**Consignes et exigences:** Affichez chaque ligne des enregistrements qui contient la chaîne « backrest », en tenant compte de la casse.
◆ ◆ ◆
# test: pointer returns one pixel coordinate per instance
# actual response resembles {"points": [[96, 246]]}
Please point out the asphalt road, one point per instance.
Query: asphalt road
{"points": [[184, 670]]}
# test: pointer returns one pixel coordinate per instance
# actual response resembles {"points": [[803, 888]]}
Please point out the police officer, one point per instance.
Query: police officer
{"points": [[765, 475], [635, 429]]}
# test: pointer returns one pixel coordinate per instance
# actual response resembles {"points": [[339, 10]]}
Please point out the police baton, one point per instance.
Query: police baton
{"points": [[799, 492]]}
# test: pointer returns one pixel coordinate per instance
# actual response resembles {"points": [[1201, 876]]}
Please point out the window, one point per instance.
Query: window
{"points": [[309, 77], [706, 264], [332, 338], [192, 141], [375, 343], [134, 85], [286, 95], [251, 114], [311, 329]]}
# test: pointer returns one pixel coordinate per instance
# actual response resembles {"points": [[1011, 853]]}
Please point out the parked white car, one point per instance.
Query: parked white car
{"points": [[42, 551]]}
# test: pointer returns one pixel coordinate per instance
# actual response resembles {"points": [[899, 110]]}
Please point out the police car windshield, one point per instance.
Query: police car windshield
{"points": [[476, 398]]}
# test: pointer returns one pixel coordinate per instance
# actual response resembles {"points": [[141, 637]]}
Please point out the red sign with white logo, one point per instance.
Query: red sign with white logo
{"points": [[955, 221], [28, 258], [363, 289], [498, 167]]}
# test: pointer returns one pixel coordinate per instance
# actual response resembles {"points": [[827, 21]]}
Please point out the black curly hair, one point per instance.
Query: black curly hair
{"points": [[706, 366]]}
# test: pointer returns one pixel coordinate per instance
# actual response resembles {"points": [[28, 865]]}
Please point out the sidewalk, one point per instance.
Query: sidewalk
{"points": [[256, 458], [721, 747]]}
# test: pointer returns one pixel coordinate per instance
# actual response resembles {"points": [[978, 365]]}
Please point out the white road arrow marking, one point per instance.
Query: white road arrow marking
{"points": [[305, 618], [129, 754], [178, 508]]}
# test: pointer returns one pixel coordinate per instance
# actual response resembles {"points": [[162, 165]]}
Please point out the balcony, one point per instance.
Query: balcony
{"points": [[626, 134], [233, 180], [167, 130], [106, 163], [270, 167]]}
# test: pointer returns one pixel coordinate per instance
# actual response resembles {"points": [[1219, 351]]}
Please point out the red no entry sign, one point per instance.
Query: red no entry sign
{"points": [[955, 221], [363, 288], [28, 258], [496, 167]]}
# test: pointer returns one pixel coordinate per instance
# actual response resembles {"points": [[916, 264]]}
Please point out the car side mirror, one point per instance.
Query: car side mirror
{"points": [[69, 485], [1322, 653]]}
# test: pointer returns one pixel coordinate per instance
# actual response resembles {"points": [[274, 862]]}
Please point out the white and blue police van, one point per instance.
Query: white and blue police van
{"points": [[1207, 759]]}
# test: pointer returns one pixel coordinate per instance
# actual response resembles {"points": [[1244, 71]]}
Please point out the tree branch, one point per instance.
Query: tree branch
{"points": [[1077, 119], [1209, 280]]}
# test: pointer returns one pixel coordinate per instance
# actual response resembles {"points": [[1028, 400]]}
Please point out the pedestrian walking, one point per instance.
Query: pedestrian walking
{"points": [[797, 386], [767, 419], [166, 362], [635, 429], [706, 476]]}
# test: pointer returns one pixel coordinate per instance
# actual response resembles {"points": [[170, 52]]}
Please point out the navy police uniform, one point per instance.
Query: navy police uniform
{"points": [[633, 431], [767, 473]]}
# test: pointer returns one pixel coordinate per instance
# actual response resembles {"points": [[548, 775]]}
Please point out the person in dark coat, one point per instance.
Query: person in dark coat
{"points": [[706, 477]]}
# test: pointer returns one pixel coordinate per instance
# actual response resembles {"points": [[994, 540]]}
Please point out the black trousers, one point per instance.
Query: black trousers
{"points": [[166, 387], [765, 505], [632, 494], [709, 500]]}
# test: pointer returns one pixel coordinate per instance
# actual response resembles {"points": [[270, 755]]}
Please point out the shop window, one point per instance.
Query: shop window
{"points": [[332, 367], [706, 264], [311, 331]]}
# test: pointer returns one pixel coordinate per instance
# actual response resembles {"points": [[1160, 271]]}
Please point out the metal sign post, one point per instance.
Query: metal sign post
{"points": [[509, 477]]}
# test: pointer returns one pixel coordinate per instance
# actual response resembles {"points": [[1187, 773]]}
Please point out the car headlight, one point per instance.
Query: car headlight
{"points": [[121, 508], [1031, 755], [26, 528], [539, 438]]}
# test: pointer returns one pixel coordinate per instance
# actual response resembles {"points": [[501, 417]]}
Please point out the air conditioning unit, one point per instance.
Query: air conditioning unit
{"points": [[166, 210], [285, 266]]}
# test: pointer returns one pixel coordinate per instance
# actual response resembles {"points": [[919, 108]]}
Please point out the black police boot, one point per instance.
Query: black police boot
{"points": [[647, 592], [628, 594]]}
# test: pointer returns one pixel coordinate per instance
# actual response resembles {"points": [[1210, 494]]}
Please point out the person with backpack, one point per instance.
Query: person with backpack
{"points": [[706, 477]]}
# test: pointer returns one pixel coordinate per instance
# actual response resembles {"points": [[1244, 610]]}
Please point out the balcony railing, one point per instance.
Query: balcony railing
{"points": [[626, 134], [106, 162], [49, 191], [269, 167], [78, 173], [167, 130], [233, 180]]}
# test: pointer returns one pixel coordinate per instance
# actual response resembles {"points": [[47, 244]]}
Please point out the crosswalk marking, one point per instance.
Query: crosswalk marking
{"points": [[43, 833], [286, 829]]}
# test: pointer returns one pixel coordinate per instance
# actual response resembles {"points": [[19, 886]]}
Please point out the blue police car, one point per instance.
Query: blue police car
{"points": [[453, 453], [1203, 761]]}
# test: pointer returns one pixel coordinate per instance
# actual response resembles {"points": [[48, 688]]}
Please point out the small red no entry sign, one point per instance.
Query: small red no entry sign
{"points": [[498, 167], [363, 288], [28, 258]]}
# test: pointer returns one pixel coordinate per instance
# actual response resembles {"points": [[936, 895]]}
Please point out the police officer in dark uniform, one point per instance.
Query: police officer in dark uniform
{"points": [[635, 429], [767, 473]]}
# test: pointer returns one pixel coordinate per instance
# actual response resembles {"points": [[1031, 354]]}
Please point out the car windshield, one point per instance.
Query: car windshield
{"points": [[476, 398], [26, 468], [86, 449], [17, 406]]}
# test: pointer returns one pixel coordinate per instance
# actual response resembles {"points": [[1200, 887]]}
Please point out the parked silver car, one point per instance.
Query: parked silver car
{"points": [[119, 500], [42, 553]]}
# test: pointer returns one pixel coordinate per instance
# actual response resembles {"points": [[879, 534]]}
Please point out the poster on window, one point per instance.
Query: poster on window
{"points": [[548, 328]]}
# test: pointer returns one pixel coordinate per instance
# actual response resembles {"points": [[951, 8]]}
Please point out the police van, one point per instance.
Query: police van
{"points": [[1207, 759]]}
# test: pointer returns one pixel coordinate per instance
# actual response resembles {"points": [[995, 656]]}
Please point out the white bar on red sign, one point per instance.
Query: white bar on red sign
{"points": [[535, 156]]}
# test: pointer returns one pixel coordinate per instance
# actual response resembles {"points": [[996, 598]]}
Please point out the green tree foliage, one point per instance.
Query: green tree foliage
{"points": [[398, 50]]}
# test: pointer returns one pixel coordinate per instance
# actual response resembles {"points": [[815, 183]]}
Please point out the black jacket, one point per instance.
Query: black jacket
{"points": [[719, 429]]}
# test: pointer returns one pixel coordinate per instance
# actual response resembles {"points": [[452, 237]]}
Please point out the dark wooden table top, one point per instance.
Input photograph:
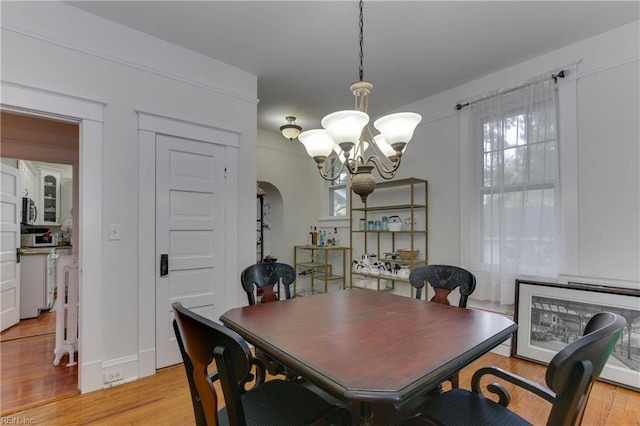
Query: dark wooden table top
{"points": [[363, 345]]}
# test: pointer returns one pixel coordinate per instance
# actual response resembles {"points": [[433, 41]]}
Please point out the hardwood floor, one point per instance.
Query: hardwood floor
{"points": [[163, 399], [27, 375]]}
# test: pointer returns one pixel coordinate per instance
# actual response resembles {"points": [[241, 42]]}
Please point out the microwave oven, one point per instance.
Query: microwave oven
{"points": [[46, 239], [29, 211]]}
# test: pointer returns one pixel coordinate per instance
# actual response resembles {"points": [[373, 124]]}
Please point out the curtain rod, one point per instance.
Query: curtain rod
{"points": [[555, 77]]}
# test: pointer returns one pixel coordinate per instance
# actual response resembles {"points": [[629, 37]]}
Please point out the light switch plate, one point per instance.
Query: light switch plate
{"points": [[114, 232]]}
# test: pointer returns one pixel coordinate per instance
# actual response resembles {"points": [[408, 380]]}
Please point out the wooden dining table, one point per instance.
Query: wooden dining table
{"points": [[370, 347]]}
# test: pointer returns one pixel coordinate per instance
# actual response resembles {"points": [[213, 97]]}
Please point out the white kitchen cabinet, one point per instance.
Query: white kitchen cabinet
{"points": [[29, 180], [33, 284], [49, 205]]}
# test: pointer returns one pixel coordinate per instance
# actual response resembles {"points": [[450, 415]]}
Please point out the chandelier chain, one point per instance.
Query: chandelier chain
{"points": [[361, 69]]}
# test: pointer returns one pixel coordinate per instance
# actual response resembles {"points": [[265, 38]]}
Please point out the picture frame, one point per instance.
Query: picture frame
{"points": [[551, 315]]}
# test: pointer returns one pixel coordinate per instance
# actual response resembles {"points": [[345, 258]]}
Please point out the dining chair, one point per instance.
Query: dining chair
{"points": [[248, 398], [444, 279], [265, 276], [569, 377]]}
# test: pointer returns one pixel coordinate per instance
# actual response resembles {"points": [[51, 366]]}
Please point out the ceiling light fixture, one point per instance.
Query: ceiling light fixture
{"points": [[346, 131], [290, 130]]}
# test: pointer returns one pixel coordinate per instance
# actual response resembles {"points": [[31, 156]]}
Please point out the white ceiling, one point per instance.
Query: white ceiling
{"points": [[305, 53]]}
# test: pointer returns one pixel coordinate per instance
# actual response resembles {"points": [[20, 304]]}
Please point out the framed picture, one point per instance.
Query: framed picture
{"points": [[550, 316]]}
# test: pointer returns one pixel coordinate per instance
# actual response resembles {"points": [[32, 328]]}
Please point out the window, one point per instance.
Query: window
{"points": [[510, 190], [519, 188], [337, 190]]}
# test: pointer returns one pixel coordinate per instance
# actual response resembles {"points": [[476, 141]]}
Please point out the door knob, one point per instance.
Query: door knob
{"points": [[164, 265]]}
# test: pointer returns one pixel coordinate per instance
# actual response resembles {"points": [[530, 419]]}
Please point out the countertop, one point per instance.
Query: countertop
{"points": [[30, 251]]}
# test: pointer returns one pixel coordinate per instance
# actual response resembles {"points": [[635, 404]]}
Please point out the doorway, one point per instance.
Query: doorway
{"points": [[38, 140]]}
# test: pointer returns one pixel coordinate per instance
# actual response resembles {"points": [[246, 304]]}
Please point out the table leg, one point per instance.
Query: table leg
{"points": [[366, 416]]}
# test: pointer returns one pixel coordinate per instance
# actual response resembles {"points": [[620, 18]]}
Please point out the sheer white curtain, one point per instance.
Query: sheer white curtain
{"points": [[510, 189]]}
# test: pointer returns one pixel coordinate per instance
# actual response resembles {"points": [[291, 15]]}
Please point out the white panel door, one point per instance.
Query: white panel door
{"points": [[190, 231], [10, 213]]}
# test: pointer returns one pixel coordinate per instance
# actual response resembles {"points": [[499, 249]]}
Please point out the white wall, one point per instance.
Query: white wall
{"points": [[57, 48], [603, 185], [605, 241], [286, 165]]}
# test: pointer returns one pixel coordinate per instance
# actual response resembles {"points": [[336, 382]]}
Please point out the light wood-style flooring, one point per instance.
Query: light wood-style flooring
{"points": [[163, 399], [27, 375]]}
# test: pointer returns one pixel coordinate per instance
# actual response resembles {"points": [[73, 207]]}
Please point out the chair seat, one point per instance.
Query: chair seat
{"points": [[278, 403], [464, 408]]}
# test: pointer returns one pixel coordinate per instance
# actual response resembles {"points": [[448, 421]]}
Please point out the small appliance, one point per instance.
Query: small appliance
{"points": [[29, 211], [46, 239]]}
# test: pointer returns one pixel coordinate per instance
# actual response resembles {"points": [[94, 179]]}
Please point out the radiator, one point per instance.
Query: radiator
{"points": [[66, 309]]}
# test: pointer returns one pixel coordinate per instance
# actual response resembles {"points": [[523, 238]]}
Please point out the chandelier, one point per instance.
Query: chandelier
{"points": [[347, 134]]}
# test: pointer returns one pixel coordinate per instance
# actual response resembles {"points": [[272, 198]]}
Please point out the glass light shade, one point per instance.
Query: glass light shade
{"points": [[290, 131], [318, 142], [399, 127], [345, 126]]}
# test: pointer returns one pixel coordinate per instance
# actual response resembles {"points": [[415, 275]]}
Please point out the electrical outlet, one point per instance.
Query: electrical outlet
{"points": [[113, 376]]}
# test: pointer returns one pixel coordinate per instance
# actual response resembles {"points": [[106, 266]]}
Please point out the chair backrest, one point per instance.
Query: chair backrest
{"points": [[443, 279], [204, 341], [198, 410], [573, 370], [265, 276]]}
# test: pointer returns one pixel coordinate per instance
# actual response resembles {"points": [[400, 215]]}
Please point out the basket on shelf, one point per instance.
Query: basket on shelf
{"points": [[407, 254]]}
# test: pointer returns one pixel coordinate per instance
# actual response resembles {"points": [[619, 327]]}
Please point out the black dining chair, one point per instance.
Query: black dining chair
{"points": [[248, 398], [444, 279], [266, 276], [570, 377]]}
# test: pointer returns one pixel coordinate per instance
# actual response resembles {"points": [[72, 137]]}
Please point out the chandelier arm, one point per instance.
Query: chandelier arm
{"points": [[328, 176], [384, 172]]}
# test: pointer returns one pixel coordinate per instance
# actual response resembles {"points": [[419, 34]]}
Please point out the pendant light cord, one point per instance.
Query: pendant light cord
{"points": [[361, 69]]}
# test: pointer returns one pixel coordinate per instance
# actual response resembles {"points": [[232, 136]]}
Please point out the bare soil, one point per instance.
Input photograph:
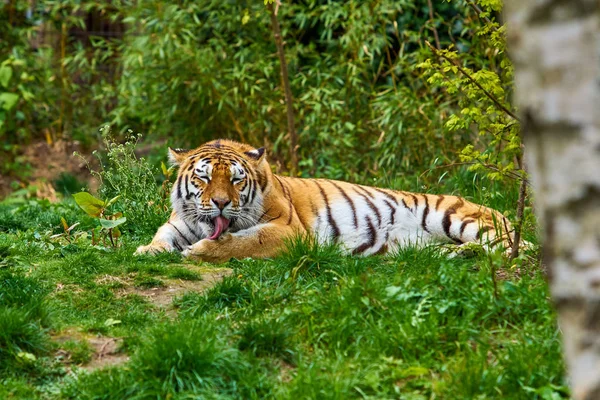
◆ ◆ ◆
**La solution:**
Please point out the chair backrest, one point per instance.
Query: chair backrest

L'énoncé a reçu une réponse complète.